TEXT BLOCK —
◆ ◆ ◆ ◆ ◆
We risk being the first people in history to have been able to make their illusions so vivid, so persuasive, so “realistic” that they can live in them. We are the most illusioned people on Earth.
— Daniel Boorstin
Boorstin, an historian and contemporary culture observer, wrote these words in his 1961 book, The Image: A Guide to Pseudo-Events in America. They’re are true now as they were back then, almost 60 years ago. The only thing I’d change today would be his use of the present imperfect, “we risk being.” In this year of somebody’s lord 2017, the proper wordage is “we are.”
Still, in ’61 Boorstin observed that we’d already fallen into a fantasy world. He shared this possibly apocryphal anecdote:
ADMIRING FRIEND: “My, that’s a beautiful baby you have there.”
MOTHER: “Oh, that’s nothing — you should see his photograph!”
And we wonder why we can’t convince President Gag’s fans that he’s a fraud, a trickster, a con-artist, a used-car salesman, the spiritual brother of Professor Harold Hill, Elmer Gantry, and Charles Ponzi.
We can’t because he is their fraud, trickster, con-artist, used-car salesman, and spiritual brother of Professor Harold Hill, Elmer Gantry, and Charles Ponzi. And how dare we try to rob them of their precious photograph?
For the umpteenth time, let’s hope with fingers and toes crossed they only comprise 35 percent of the voting public in this holy land.
A Big Goodbye To A Cool Guy
Tune in tonight for a celebration of the first year anniversary of Big Talk. I mash up clips from some of my favorite interviews (see the slideshow).
The whole shebang is dedicated to a very cool and professional guy, Joe Crawford, who’s leaving his position as WFHB’s news director. His last day at the station is tomorrow. When I call him cool, I mean it on a couple of levels. He’s a guitarist for a band called Ray Creature (it’s been called “pretty cool” by his sister). Even more importantly, nothing rattles Joe. He’s one of the most unflappable human beings I’ve ever met. During live broadcasts, when a piece of equipment goes haywire or a soundbite is misplaced and the rest of us are going into fibrillation, he’s as calm as a Tibetan monk contemplating a leaf on a tree. Then he presses a button or moves a slider and everything’s fine again. Don’t ask me how he does it.
He’s Even Cool In An IHOP
Anyway, Joe gave me the go-ahead to produce Big Talk some three years ago. After a few fits and starts we went weekly in July, 2016. I thank him from the bottom of my defib-ed heart for the opportunity and I dedicate today’s episode to him. Tune in at 5:00pm on WFHB, 91.3FM. Or, catch my links to the podcasts here, tomorrow.
◆ ◆ ◆ ◆ ◆
ASSIGNMENT —
Please carry on the blog post about Boorstin's illusions and Joe Crawford's farewell from the point where it stops. The items aren't needed here.
◆ ◆ ◆ ◆ ◆
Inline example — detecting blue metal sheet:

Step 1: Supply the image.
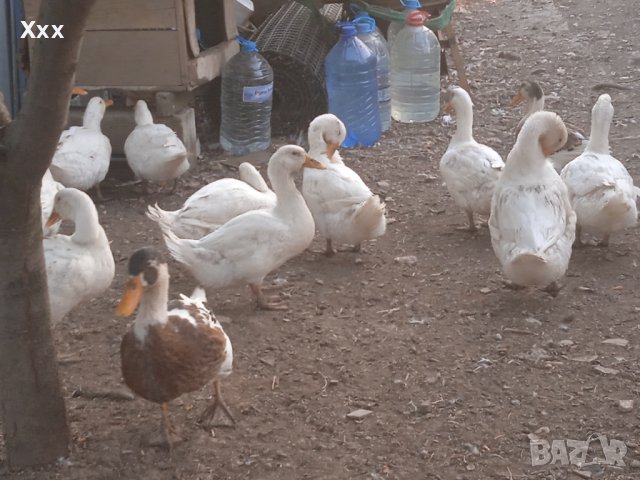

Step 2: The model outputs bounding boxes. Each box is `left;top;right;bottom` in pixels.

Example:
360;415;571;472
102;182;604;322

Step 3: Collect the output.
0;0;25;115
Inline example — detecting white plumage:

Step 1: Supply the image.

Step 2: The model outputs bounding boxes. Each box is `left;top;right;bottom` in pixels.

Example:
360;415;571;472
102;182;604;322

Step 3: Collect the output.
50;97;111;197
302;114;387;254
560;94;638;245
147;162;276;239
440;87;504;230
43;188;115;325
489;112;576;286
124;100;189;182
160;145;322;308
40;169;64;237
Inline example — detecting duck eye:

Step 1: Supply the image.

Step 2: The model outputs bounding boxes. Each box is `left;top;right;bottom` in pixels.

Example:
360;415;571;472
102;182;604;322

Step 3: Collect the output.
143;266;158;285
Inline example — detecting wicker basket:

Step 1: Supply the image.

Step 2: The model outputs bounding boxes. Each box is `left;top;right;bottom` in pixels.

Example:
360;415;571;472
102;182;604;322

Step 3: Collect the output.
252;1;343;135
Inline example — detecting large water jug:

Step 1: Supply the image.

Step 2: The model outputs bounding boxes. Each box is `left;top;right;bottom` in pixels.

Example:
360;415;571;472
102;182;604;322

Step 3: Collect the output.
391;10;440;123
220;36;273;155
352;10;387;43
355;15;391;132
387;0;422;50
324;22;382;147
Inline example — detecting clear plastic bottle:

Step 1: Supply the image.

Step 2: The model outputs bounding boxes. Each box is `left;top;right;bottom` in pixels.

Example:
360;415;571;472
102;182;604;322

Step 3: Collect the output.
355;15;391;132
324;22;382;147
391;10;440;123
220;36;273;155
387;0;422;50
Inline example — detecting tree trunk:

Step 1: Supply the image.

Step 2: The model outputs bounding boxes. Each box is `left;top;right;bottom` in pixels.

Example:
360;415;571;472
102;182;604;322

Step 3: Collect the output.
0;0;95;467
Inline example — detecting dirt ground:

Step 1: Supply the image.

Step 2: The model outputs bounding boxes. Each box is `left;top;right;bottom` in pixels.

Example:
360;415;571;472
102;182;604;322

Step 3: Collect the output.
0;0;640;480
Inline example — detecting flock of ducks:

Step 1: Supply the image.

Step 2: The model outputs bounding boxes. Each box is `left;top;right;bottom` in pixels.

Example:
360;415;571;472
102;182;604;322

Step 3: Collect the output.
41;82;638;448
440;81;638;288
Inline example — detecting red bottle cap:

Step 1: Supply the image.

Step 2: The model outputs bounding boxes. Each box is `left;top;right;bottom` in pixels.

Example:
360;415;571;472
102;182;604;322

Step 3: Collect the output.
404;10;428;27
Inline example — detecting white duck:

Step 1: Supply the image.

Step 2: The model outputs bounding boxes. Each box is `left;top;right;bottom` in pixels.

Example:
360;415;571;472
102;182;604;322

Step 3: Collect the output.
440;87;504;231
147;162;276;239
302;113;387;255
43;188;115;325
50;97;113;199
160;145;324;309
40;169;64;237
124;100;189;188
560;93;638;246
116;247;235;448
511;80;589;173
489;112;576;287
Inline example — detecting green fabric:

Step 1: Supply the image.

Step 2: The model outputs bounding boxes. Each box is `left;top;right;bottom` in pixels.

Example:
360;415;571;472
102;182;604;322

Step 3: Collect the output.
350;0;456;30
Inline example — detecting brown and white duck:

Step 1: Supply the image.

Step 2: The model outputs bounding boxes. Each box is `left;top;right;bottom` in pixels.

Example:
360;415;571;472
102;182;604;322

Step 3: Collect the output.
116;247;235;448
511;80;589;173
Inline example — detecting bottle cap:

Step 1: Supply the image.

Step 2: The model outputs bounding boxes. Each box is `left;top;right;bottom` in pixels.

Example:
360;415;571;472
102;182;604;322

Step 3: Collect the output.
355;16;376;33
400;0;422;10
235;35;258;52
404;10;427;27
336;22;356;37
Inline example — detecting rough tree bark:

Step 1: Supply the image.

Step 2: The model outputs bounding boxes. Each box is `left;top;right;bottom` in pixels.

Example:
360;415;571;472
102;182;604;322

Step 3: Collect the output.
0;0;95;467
◆ ◆ ◆ ◆ ◆
RESPONSE TO THIS EXERCISE —
Hearing the news that Senator John McCain has a particularly pernicious form of brain cancer immediately made me think someone, somewhere, on one form of social media or another, is going to either rejoice in the news that he’s dying or use this malady to explain how he could have held his shockingly stupid positions.
The democratization of mass media means even the troglodytes among us get to air their belchings to a wide audience.
Not that meanness or stupidity is anything new, of course. The revelation of McCain’s glioblastoma reminds me of a similar story back when I was a holy terror in the mid-sixties. At the time, my beloved hometown Chicago was undergoing the upheaval of integration. Civil rights activists were calling for some way — any way — to bring the education of the black kids from the slums up to par with that of middle-class white kids. If busing was the way to do it, then so be it. White Chicago had apoplexy.
The city’s Roman Catholic archbishop, Albert Cardinal Meyer, known as an intellectual among America’s archbishops, long had condemned racism and even gave a speech or two on the same dais as Martin Luther King. None of this endeared him to his white ethnic flock.
(L to R) Meyer, King, And Oklahoma City Bishop Victor Reed In 1963
Then one day in 1965 it was announced Cardinal Meyer had brain cancer. He would soon die during surgery to remove the tumor. A sad end for a decent guy — only an alarming number of white ethnic Chicagoans neither considered him decent nor his end sad.
Over the next couple of years as the fight over busing and desegregation grew uglier, lots of whites huffed at other whites who seemed sympathetic to those causes, “Cardinal Meyer had brain cancer; what’s your excuse?”
Of course, back in those days people who’d dare to say something like that were considered, among polite society, assholes. Today they may be lining up to be considered for positions in Li’l Duce‘s Cabinet.